### Text to read
((

Primitive Built-in Types

  • C++ offer the programmer a rich assortment of built-in as well as user defined data types. Following table lists down seven basic C++ data types:
Type Keyword
Boolean bool
Character char
Integer int
Floating point float
Double floating point double
Valueless void
Wide character wchar_t
  • Several of the basic types can be modified using one or more of these type modifiers:
    • signed
    • unsigned
    • short
    • long
  • The following table shows the variable type, how much memory it takes to store the value in memory what is maximum and minimum value which can be stored in such type of variablesThe sizes of variables might be different from those shown in the above table, depending on the compiler and the computer you are using
    Type Typical Bit Width Typical Rangeth
    Char 1byte -128 to 127 or 0 to 255
    unsigned char 1byte 0 to 255
    signed char 1bytes -128 to 127
    Int 4byte -2147483648 to 2147483647
    unsigned int 4bytes 0 to 4294967295
    signed int 4bytes -2147483648 to 2147483647
    short int 2bytes -32768 to 32767
    unsigned short int 2bytes 0 to 65,535
    signed short int 2bytes -32768 to 32767
    long int 8bytes -9,223,372,036,854,775,808
    to 9,223,372,036,854,775,807
    signed long int 8bytes -9,223,372,036,854,775,808
    to 9,223,372,036,854,775,807
    unsigned long int 8bytes 0 to 18,446,744,073,709,551,615
    Float 4bytes +/- 3.4e +/- 38 (~7 digits)

))

### List of tasks
a - Using the C++ data types text, mark each statement (i), (ii) and (iii) yes if it agrees with the text and no if it does not, quoting the words that settle it. (i) The text lists seven basic C++ data types. (ii) An unsigned short int typically takes 4 bytes. (iii) Variable sizes can vary with the compiler and the computer.
b - Pick up the C++ data types text right after its last line and keep it going.

### Information given

((

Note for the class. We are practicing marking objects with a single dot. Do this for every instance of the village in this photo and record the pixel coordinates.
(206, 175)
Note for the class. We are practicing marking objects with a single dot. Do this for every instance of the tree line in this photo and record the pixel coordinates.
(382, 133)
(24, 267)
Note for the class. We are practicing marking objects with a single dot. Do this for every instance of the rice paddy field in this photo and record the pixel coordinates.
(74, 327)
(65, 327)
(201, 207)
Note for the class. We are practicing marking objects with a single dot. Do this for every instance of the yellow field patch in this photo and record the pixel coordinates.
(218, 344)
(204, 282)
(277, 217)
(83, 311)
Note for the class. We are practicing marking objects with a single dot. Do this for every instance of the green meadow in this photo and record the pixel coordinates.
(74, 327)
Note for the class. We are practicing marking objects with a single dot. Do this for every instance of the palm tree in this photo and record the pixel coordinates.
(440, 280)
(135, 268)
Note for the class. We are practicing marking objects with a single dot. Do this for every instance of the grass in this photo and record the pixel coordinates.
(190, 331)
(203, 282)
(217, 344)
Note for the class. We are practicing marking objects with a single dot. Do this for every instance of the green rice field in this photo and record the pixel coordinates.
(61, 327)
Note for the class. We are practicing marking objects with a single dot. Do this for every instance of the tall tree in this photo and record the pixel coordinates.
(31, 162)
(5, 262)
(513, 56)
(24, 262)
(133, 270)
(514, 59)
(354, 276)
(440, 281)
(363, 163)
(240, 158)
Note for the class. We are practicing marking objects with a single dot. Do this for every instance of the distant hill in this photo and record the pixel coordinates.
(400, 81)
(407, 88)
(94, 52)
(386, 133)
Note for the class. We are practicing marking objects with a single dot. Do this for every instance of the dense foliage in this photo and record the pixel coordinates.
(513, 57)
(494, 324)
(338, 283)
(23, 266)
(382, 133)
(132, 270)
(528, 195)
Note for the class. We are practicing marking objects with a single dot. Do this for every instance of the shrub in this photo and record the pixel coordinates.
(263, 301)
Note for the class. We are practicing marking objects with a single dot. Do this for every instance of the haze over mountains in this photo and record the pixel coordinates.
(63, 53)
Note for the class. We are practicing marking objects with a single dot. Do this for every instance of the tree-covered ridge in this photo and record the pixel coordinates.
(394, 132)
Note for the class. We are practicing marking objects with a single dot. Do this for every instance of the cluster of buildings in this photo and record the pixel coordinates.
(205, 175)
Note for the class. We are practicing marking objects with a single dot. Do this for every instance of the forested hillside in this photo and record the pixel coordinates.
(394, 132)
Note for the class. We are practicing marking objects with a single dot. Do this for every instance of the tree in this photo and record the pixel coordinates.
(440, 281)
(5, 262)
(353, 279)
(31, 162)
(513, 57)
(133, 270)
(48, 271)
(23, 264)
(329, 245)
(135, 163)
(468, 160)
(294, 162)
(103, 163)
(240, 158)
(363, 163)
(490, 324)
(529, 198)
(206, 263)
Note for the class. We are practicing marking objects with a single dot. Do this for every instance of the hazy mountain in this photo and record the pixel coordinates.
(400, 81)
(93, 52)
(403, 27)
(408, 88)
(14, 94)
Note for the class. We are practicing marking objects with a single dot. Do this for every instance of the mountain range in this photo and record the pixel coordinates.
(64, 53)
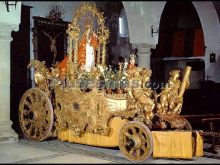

))

### Responses for each task
a -
(i) Yes: "Following table lists down seven basic C++ data types"
(ii) No: "unsigned short int 2bytes 0 to 65,535"
(iii) Yes: "depending on the compiler and the computer you are using"

b -
    double 8bytes +/- 1.7e +/- 308 (~15 digits)
    long double 8bytes +/- 1.7e +/- 308 (~15 digits)
    wchar_t 2 or 4 bytes 1 wide character

Following is the example, which will produce correct size of various data types on your computer.

#include <iostream>
using namespace std;

int main() {
   cout << "Size of char : " << sizeof(char) << endl;
   cout << "Size of int : " << sizeof(int) << endl;
   cout << "Size of short int : " << sizeof(short int) << endl;
   cout << "Size of long int : " << sizeof(long int) << endl;
   cout << "Size of float : " << sizeof(float) << endl;
   cout << "Size of double : " << sizeof(double) << endl;
   cout << "Size of wchar_t : " << sizeof(wchar_t) << endl;
   return 0;
  • This example uses endl, which inserts a new-line character after every line and << operator is being used to pass multiple values out to the screen.
  • We are also using sizeof() operator to get size of various data types.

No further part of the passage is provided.